Records:
_ _ _ _ _ _ _

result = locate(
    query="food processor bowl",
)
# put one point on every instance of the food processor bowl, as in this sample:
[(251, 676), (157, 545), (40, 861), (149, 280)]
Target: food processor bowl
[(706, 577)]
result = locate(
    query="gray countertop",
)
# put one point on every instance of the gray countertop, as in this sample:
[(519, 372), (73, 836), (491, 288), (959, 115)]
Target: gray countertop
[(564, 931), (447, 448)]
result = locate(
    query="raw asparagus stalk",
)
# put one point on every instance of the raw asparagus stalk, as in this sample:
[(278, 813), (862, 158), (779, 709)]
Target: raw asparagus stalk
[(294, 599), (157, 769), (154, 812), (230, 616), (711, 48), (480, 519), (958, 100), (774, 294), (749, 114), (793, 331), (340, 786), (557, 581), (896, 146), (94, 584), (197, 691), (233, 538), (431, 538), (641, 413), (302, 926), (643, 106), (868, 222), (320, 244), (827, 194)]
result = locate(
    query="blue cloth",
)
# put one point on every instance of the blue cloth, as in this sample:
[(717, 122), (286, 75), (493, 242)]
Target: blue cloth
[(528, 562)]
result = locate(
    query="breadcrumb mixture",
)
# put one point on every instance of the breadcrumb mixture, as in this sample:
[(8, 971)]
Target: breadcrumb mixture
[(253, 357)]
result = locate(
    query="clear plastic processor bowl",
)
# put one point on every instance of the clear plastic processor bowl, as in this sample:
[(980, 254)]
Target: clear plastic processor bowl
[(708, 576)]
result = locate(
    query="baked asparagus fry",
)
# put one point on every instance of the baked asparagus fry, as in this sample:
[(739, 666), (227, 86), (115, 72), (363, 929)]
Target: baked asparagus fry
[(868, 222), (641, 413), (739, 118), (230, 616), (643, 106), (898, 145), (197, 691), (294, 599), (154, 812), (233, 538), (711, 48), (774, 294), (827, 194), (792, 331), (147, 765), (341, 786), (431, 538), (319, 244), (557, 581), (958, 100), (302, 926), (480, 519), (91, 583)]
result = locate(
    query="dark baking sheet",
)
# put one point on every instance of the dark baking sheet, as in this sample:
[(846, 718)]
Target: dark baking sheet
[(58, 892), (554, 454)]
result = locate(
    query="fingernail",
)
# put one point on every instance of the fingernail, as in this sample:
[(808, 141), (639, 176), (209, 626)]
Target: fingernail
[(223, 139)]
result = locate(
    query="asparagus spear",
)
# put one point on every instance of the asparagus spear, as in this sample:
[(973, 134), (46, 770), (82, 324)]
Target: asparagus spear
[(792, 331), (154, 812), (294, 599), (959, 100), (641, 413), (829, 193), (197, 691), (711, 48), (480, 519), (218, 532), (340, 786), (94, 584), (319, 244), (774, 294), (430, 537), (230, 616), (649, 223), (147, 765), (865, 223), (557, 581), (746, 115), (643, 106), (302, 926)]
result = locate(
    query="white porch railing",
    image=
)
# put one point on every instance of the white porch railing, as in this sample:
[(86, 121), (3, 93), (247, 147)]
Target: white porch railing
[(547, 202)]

_ _ _ _ _ _ _

Instruction:
Copy out all of the lines above character for character, changing nothing.

Finished task:
result = locate(
    query="food processor bowl",
)
# put one point on every instance of the food processor bowl, as in this sample:
[(251, 676), (157, 545), (40, 861), (149, 280)]
Target: food processor bowl
[(706, 577)]
result = locate(
    query="gray countertop",
)
# put one point on every instance of the gray countertop, as in this sample:
[(519, 372), (73, 836), (491, 288), (959, 115)]
Target: gray countertop
[(564, 931), (447, 448)]
result = locate(
    query="raw asparagus stalk",
)
# put one point on every instance of the raw asparagus stalk, as in this sample:
[(278, 813), (862, 158), (779, 709)]
Target: raw asparagus stalk
[(294, 599), (157, 769), (154, 812), (230, 616), (711, 48), (480, 519), (958, 100), (774, 294), (749, 114), (793, 331), (340, 786), (557, 581), (896, 146), (94, 584), (197, 691), (233, 538), (431, 538), (641, 413), (302, 926), (643, 106), (868, 222), (320, 244), (827, 194)]
result = locate(
    query="blue cloth",
)
# put one point on every instance of the blue cloth, as in this sample:
[(717, 122), (286, 75), (493, 242)]
Target: blue cloth
[(528, 562)]
result = locate(
    query="breadcrumb mixture",
)
# put one point on every instance of the breadcrumb mixture, as in this sample:
[(8, 971)]
Target: breadcrumb mixture
[(253, 357)]
result = locate(
    query="clear plastic processor bowl",
)
# put one point on every instance of the clear plastic processor bowl, as in this sample:
[(980, 254)]
Target: clear plastic processor bowl
[(708, 576)]
result = locate(
    query="baked asparagus fry",
)
# put one point on every instance of the baked asparagus fry, as in this sample:
[(739, 666), (227, 86), (115, 72), (363, 929)]
Target: baked asparagus fry
[(868, 222), (641, 413), (739, 118), (230, 616), (643, 106), (898, 145), (197, 691), (294, 599), (154, 812), (233, 538), (711, 48), (774, 294), (827, 194), (792, 331), (147, 765), (341, 786), (431, 538), (319, 244), (557, 581), (958, 100), (302, 926), (480, 519), (91, 583)]
result = locate(
    query="dark baking sheet",
)
# put one point on every instance of the dark baking sheet, as in this sample:
[(846, 718)]
Target: dark baking sheet
[(58, 892), (554, 454)]
result = locate(
    query="fingernail",
)
# put one point on every instance of the fingernail, as in this sample:
[(808, 141), (639, 176), (209, 626)]
Target: fingernail
[(223, 139)]
result = locate(
    query="asparagus spear",
)
# put one point on every instance of the asparagus spear, as in this sample:
[(973, 134), (46, 770), (82, 324)]
Target: asparagus spear
[(792, 331), (154, 812), (294, 599), (959, 100), (641, 413), (829, 193), (197, 691), (711, 48), (480, 519), (218, 532), (340, 786), (94, 584), (319, 244), (774, 294), (430, 537), (230, 616), (649, 223), (147, 765), (865, 223), (557, 581), (746, 115), (643, 106), (302, 926)]
result = locate(
    query="white porch railing",
    image=
)
# put one point on every instance of the white porch railing, as in this sample:
[(86, 121), (3, 93), (247, 147)]
Target: white porch railing
[(547, 202)]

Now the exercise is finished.